(Dataset rows)
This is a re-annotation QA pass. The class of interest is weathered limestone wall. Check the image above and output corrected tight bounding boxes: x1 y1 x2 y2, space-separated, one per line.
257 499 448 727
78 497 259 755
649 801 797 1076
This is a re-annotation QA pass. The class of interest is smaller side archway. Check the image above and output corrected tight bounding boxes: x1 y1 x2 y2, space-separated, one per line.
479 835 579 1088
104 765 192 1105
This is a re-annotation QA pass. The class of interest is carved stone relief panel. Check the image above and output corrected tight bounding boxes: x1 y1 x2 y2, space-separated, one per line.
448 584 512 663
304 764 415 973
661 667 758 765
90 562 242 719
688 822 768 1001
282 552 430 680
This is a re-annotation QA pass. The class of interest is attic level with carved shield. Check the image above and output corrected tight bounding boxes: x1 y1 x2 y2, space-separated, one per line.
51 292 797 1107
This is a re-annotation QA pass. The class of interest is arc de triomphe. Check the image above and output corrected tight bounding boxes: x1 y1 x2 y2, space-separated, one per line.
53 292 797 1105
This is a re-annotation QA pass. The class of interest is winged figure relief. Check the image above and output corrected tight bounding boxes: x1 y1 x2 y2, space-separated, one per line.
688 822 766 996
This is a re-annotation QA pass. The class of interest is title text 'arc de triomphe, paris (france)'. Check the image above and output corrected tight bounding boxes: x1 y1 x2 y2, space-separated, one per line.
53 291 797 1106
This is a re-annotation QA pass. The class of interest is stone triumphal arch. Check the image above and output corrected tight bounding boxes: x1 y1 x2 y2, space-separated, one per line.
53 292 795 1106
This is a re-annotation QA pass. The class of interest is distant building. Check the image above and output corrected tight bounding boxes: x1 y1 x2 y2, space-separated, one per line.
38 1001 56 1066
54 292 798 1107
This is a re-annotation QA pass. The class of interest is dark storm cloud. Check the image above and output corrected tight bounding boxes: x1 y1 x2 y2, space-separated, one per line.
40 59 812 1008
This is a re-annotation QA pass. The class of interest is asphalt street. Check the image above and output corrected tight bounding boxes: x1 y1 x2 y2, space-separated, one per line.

◆ **Short problem**:
Tally how many lines of the rows above contain the string "carved", matching case exactly. Reply with the number only.

◆ **Solution for this problem**:
2